▶ _What this task involves_:
Copy out every line in the rows below that contains the word "orange".

▶ _Source material_:
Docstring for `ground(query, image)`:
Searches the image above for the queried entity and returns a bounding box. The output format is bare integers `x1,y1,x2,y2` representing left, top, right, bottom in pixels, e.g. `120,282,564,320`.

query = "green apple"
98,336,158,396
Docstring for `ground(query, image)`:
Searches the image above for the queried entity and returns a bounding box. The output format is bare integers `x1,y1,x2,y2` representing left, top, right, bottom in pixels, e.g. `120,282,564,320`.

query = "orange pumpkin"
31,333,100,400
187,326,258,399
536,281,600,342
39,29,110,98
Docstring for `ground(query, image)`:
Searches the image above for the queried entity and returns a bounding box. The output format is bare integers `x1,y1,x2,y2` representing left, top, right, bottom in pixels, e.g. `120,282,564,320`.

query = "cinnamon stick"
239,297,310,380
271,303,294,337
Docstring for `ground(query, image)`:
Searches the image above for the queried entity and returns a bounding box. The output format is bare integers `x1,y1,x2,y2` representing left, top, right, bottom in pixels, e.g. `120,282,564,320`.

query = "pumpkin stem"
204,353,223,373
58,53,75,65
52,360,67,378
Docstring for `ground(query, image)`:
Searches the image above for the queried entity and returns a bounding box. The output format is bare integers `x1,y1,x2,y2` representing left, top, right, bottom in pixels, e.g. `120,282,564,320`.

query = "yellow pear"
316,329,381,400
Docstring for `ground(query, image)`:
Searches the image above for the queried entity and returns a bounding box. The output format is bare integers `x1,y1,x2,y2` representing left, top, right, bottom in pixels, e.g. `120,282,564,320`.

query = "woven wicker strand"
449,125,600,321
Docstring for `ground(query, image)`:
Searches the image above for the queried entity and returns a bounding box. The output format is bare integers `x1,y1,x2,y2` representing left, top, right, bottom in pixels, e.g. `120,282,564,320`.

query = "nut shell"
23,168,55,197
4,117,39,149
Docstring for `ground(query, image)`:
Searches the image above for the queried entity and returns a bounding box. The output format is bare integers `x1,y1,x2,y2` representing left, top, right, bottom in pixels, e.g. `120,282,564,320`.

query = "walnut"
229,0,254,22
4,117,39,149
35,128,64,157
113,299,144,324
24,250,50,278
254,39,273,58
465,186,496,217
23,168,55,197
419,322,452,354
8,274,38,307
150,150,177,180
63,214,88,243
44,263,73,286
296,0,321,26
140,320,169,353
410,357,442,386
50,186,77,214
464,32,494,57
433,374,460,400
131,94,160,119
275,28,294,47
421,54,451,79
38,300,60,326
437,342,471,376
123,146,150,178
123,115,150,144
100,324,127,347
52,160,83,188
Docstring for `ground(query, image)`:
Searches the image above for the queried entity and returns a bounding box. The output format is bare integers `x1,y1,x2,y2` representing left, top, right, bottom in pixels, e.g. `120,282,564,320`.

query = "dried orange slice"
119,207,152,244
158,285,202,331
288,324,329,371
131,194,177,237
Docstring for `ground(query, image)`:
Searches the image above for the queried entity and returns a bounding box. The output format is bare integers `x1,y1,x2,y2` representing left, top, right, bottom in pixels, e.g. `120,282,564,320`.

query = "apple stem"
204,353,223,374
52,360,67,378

* * *

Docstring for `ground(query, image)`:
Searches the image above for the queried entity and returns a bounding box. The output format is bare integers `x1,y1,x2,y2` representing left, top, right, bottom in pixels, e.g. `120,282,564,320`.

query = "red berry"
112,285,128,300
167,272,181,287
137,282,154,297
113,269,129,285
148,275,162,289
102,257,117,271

...

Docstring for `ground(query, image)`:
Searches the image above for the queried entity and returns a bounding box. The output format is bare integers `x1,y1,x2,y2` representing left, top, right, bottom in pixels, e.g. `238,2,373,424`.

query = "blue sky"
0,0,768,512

▶ _Written solution_:
query = "orange pumpkin"
query = "dried orange slice"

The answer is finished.